Instruction –
Rewrite the entries below, replacing "brown leather shoe" with "dark leather shoe" and changing nothing else. Leave the pictures out of your answer.

====

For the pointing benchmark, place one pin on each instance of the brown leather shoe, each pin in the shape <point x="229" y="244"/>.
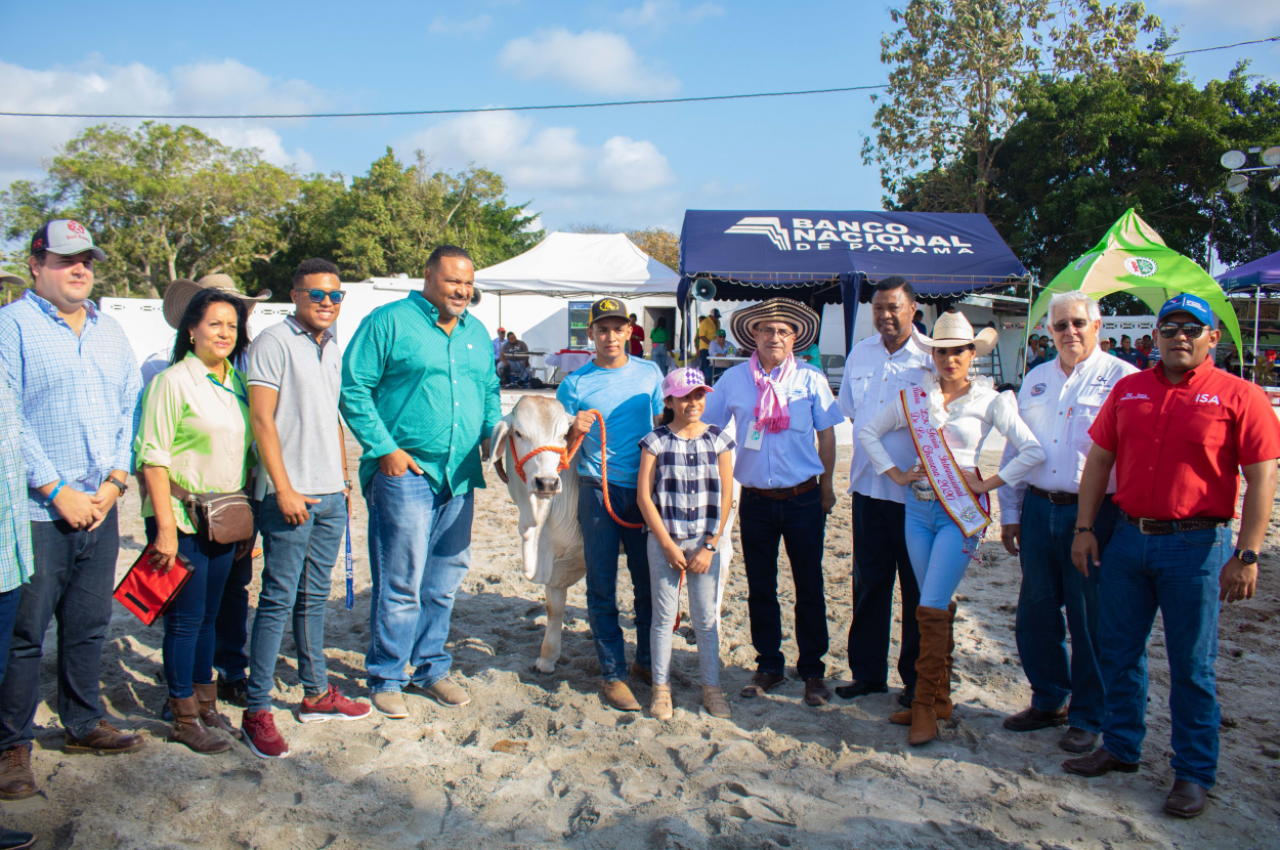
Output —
<point x="618" y="697"/>
<point x="206" y="699"/>
<point x="17" y="780"/>
<point x="105" y="740"/>
<point x="760" y="685"/>
<point x="816" y="691"/>
<point x="188" y="730"/>
<point x="1097" y="763"/>
<point x="1078" y="740"/>
<point x="1187" y="800"/>
<point x="1033" y="718"/>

====

Completed exercise –
For the pointing benchmark, place one pin on each instance of the dark leather shoe, each pin in the shape <point x="229" y="244"/>.
Output —
<point x="618" y="697"/>
<point x="206" y="699"/>
<point x="17" y="780"/>
<point x="105" y="740"/>
<point x="760" y="685"/>
<point x="816" y="691"/>
<point x="188" y="730"/>
<point x="1097" y="763"/>
<point x="1078" y="740"/>
<point x="1187" y="800"/>
<point x="1033" y="718"/>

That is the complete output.